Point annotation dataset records
##############################
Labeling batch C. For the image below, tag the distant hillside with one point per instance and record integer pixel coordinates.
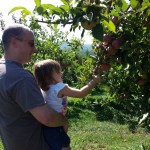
(86, 47)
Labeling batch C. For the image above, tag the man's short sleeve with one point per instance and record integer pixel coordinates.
(27, 94)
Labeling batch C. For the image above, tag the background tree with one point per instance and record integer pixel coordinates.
(122, 36)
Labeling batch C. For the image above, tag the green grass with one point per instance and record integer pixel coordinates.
(88, 132)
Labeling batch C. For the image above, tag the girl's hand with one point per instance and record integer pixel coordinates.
(98, 78)
(57, 77)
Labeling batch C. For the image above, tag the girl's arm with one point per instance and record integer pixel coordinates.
(80, 93)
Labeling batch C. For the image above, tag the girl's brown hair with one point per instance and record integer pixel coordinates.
(43, 72)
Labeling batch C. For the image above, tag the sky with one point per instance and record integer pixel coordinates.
(7, 5)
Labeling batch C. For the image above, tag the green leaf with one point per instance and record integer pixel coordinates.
(51, 7)
(97, 32)
(37, 3)
(110, 25)
(40, 10)
(145, 4)
(124, 5)
(65, 7)
(134, 3)
(65, 2)
(48, 6)
(18, 8)
(25, 12)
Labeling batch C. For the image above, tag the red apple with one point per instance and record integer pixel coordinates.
(105, 67)
(91, 1)
(115, 19)
(111, 51)
(116, 43)
(107, 39)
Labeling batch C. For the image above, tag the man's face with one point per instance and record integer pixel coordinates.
(26, 47)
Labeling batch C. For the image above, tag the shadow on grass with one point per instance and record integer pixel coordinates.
(102, 113)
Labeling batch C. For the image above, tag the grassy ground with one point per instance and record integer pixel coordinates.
(88, 132)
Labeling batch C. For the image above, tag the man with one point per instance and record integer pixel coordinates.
(22, 107)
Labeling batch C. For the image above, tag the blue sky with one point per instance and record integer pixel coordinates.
(6, 5)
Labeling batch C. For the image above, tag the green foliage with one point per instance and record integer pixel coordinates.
(127, 50)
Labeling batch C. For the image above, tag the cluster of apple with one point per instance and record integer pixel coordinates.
(109, 46)
(142, 79)
(94, 1)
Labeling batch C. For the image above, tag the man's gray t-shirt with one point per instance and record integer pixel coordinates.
(19, 93)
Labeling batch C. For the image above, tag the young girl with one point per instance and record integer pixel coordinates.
(49, 78)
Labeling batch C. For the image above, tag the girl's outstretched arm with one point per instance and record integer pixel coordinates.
(80, 93)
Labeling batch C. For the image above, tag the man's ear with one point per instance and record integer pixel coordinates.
(14, 42)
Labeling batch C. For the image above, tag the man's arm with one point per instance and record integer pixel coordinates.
(49, 117)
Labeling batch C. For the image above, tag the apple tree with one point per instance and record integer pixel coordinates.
(121, 45)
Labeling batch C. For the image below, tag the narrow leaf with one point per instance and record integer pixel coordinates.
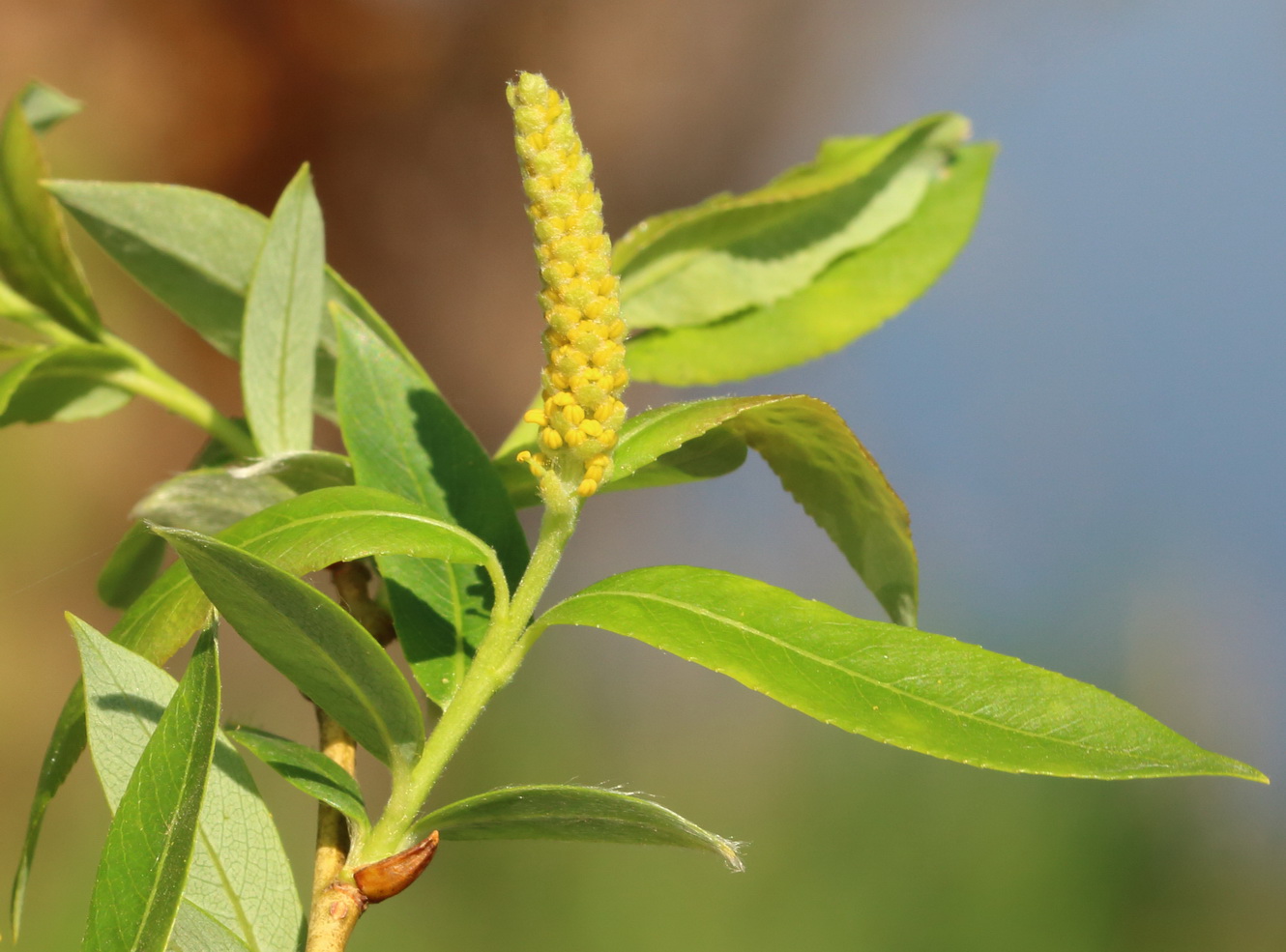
(195, 252)
(61, 754)
(132, 566)
(736, 253)
(852, 297)
(896, 685)
(307, 769)
(195, 931)
(71, 382)
(312, 641)
(299, 535)
(585, 814)
(240, 873)
(153, 831)
(404, 437)
(283, 323)
(35, 256)
(813, 452)
(210, 500)
(45, 106)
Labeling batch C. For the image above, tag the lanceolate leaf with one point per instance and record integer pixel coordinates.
(585, 814)
(35, 256)
(70, 382)
(896, 685)
(45, 106)
(149, 843)
(852, 297)
(299, 535)
(307, 768)
(195, 252)
(240, 873)
(405, 438)
(740, 252)
(132, 566)
(195, 931)
(810, 448)
(210, 500)
(283, 323)
(65, 748)
(318, 645)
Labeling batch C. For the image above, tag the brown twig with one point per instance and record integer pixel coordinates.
(338, 904)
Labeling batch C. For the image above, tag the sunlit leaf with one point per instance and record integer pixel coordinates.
(896, 685)
(307, 636)
(155, 827)
(584, 814)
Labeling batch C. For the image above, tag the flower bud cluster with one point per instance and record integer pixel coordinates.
(581, 412)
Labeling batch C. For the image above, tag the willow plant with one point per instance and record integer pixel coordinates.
(418, 525)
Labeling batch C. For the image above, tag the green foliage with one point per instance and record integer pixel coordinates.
(736, 287)
(240, 874)
(921, 691)
(312, 641)
(584, 814)
(149, 845)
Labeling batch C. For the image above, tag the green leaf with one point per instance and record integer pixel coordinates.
(195, 931)
(35, 256)
(45, 106)
(132, 566)
(811, 451)
(895, 685)
(318, 645)
(210, 500)
(61, 754)
(299, 535)
(819, 463)
(240, 873)
(283, 323)
(852, 297)
(736, 253)
(63, 383)
(405, 438)
(713, 453)
(195, 252)
(149, 845)
(585, 814)
(307, 768)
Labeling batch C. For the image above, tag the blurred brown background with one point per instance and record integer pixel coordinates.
(398, 106)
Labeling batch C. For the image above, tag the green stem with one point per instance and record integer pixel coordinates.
(490, 670)
(147, 379)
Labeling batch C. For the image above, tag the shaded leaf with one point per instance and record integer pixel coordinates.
(318, 645)
(195, 252)
(896, 685)
(132, 566)
(61, 754)
(405, 438)
(210, 500)
(45, 106)
(240, 873)
(852, 297)
(195, 931)
(283, 323)
(585, 814)
(65, 383)
(741, 252)
(35, 257)
(307, 769)
(153, 831)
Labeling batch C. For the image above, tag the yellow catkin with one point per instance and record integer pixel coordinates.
(585, 336)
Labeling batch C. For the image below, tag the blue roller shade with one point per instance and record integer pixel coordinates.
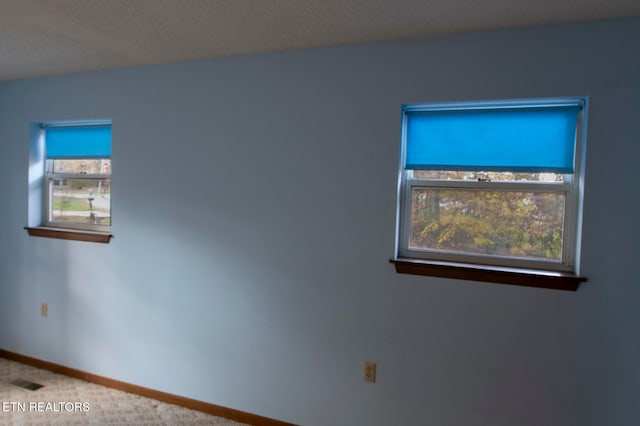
(78, 142)
(535, 139)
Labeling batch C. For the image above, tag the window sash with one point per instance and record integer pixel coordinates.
(523, 137)
(48, 204)
(568, 252)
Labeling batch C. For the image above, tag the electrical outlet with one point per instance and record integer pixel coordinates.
(370, 372)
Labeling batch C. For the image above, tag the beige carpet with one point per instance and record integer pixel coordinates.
(66, 401)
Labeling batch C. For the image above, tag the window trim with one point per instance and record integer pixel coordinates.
(521, 271)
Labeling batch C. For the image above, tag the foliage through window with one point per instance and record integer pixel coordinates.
(492, 183)
(78, 176)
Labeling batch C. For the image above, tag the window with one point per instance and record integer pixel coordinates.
(76, 180)
(492, 186)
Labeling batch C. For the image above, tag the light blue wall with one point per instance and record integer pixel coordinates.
(253, 214)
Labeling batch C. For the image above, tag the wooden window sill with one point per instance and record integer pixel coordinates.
(69, 234)
(494, 274)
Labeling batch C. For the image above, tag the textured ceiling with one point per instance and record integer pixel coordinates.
(46, 37)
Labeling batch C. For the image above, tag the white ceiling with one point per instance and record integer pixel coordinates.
(46, 37)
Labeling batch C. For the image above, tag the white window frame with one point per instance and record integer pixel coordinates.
(572, 187)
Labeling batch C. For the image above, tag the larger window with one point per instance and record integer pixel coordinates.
(492, 184)
(73, 163)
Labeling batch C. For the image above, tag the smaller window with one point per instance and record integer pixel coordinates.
(77, 181)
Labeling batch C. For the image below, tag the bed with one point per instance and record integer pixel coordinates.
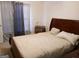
(45, 44)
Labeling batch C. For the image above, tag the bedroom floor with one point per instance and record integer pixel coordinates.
(5, 50)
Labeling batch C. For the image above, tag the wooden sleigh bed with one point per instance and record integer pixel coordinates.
(67, 25)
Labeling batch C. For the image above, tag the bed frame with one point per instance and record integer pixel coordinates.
(68, 25)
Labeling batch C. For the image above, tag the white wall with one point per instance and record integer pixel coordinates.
(36, 13)
(43, 12)
(60, 9)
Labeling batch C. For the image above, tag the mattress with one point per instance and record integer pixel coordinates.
(42, 45)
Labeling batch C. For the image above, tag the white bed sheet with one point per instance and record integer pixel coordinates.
(42, 44)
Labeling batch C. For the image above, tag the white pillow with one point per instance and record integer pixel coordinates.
(55, 30)
(69, 36)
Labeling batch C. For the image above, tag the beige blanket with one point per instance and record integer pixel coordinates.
(42, 44)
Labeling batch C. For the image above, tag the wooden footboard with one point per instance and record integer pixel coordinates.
(14, 50)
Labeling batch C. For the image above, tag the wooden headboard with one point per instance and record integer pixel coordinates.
(67, 25)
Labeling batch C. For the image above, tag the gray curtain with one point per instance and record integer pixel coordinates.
(18, 19)
(7, 17)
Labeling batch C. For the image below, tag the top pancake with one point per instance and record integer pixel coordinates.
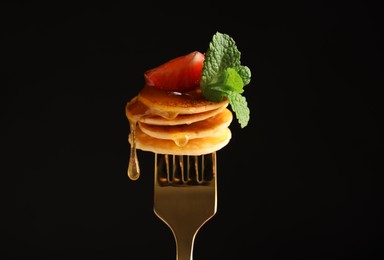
(175, 103)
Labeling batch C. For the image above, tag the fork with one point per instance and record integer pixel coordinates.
(185, 196)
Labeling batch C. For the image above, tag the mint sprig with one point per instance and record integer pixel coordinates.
(223, 76)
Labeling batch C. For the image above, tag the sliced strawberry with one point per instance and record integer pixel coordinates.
(181, 74)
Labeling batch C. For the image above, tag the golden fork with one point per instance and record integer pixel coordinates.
(185, 196)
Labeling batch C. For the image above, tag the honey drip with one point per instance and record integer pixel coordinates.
(133, 167)
(181, 140)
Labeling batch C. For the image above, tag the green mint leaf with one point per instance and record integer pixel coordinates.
(223, 76)
(240, 107)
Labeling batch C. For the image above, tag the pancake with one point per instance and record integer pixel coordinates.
(137, 111)
(187, 132)
(172, 104)
(177, 123)
(196, 146)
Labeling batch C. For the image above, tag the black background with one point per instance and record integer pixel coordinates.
(301, 181)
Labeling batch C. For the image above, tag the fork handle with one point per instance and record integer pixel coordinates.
(184, 245)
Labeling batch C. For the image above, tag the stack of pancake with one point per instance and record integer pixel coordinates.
(177, 123)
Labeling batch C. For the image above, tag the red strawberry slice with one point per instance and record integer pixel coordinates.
(181, 74)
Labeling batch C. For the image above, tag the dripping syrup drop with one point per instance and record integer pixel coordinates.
(133, 167)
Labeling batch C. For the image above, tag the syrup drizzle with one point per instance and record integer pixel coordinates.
(133, 167)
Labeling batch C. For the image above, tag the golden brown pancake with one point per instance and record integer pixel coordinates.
(198, 129)
(196, 146)
(175, 103)
(178, 123)
(137, 111)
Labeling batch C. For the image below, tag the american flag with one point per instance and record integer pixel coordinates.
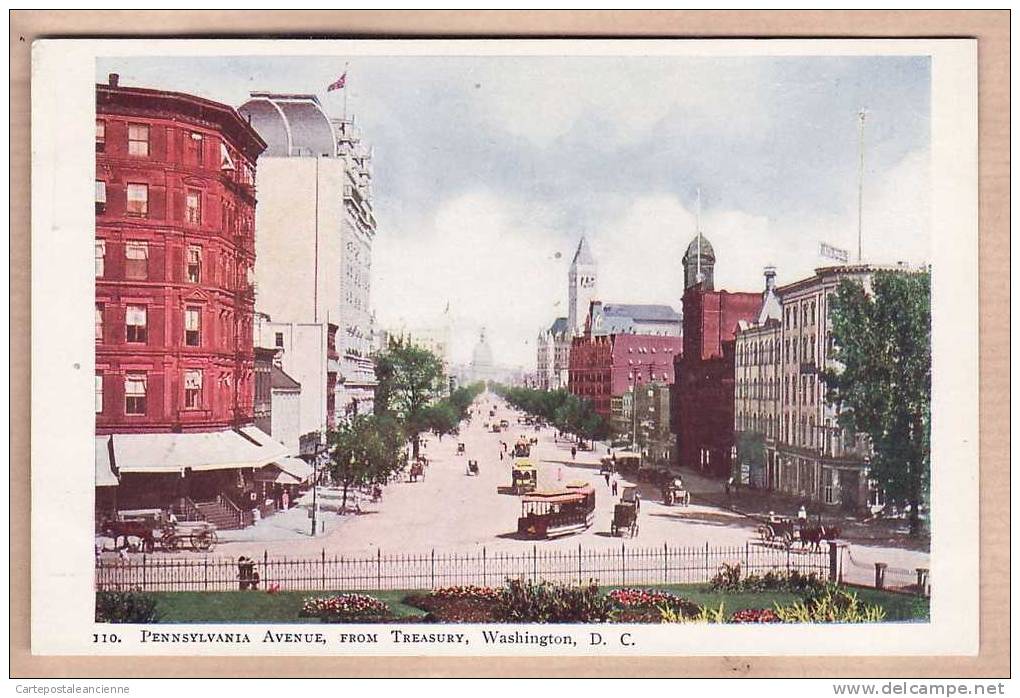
(339, 85)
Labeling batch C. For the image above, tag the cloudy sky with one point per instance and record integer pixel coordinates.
(488, 170)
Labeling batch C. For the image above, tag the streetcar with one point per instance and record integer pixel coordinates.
(557, 512)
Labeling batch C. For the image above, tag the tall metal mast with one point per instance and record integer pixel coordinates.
(861, 115)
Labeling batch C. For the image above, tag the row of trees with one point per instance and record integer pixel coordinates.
(410, 400)
(882, 380)
(566, 411)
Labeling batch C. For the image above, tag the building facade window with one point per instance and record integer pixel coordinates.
(100, 196)
(194, 270)
(138, 140)
(100, 258)
(137, 260)
(196, 148)
(138, 199)
(193, 327)
(193, 207)
(136, 321)
(193, 389)
(135, 390)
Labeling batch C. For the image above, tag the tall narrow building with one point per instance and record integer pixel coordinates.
(582, 288)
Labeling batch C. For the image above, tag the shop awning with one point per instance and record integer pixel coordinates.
(296, 467)
(272, 474)
(221, 450)
(104, 470)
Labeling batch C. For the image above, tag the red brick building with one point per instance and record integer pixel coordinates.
(702, 402)
(174, 293)
(603, 366)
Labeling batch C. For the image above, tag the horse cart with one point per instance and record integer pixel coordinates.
(625, 518)
(779, 531)
(673, 493)
(199, 536)
(152, 528)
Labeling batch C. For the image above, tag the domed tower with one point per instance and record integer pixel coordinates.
(481, 359)
(699, 263)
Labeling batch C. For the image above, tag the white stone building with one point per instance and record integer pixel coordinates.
(314, 230)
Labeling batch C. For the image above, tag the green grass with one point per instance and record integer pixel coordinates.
(238, 606)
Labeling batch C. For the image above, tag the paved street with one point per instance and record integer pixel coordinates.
(451, 512)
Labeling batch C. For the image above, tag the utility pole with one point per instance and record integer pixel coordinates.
(861, 115)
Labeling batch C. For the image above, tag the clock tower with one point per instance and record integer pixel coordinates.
(582, 288)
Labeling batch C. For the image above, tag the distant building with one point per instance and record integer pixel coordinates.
(606, 365)
(554, 355)
(813, 456)
(629, 318)
(757, 389)
(582, 288)
(703, 394)
(314, 234)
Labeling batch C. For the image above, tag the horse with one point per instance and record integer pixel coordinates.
(814, 535)
(139, 530)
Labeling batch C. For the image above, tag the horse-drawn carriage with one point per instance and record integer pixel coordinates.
(152, 528)
(673, 493)
(625, 518)
(523, 478)
(785, 532)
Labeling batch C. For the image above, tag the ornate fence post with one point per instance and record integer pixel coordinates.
(665, 562)
(833, 567)
(623, 563)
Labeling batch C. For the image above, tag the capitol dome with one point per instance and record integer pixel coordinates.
(482, 356)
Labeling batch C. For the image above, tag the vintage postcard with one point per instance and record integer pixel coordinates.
(505, 347)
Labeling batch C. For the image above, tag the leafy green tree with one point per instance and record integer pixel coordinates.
(882, 346)
(410, 380)
(366, 449)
##############################
• EXERCISE TASK: Take the line holding "Labeling batch C. For the image above, tag the ornate" and all lines after it through the end of the data, and set them down exactly.

• THE OUTPUT:
Labeling batch C. For the image above, tag the ornate fence post with one point per instance and record integer pixel coordinates.
(665, 562)
(833, 567)
(623, 563)
Labeling batch C. For the image above, tag the capitol dome with one point per instance and record integer pixel coordinates.
(482, 356)
Labeling batch C. For the image above, tag the vintage postcard with one point per instance and record integer pixel coordinates.
(505, 347)
Labeling batch C. For the image above, tag the leafy green tree with one point per instance and record integer pixel coordinates.
(882, 346)
(410, 380)
(366, 449)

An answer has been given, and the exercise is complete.